DATA TO USE:
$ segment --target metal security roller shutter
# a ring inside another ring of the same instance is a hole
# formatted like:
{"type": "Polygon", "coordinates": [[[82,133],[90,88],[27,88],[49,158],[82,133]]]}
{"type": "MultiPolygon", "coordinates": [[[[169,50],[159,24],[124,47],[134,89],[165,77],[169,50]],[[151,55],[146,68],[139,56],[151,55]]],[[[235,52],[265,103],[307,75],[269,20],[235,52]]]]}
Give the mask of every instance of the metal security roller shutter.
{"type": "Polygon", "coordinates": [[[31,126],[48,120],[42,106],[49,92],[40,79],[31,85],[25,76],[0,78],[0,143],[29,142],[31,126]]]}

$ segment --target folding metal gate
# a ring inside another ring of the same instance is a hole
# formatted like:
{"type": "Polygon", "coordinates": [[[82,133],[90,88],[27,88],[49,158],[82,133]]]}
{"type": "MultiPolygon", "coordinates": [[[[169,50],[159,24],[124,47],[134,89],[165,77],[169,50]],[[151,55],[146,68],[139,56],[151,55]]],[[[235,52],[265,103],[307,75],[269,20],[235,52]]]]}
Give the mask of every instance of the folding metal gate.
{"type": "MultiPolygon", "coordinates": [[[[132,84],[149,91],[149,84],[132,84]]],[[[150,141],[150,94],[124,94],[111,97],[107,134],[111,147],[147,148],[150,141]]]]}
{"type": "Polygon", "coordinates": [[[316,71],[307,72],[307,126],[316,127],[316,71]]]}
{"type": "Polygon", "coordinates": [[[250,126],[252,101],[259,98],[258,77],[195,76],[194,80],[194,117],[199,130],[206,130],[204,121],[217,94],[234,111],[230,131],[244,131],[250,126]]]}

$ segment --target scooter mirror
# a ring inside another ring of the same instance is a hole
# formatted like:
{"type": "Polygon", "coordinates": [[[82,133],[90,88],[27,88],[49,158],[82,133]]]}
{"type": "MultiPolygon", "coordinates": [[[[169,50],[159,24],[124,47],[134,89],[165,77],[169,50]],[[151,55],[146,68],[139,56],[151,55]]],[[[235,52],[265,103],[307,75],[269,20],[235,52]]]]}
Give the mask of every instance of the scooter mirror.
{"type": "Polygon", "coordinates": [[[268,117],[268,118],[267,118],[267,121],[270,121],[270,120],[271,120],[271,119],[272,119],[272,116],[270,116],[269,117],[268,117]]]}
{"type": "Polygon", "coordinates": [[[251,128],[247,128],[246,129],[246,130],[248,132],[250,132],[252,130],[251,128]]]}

* * *

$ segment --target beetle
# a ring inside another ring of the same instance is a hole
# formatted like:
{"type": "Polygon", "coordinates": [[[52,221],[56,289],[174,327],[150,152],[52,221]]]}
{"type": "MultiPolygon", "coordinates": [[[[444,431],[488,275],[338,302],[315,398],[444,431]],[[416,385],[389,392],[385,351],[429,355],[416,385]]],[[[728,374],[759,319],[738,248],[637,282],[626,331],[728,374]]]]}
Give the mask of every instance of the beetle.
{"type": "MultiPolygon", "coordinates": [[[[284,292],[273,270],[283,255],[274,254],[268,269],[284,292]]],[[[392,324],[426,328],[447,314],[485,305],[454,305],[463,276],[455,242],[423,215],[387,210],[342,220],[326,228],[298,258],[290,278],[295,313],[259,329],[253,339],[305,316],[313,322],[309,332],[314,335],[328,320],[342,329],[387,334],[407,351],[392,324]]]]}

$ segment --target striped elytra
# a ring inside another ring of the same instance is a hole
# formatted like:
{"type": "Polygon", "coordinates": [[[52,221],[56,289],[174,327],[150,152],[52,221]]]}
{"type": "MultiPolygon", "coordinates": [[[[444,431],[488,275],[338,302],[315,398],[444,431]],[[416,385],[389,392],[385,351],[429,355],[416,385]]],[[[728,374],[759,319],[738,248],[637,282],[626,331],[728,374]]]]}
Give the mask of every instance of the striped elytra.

WHAT TO PRODUCE:
Count the lines above that contain the word "every", treating uppercase and lowercase as different. Reply with the number alone.

COMPLETE OUTPUT:
5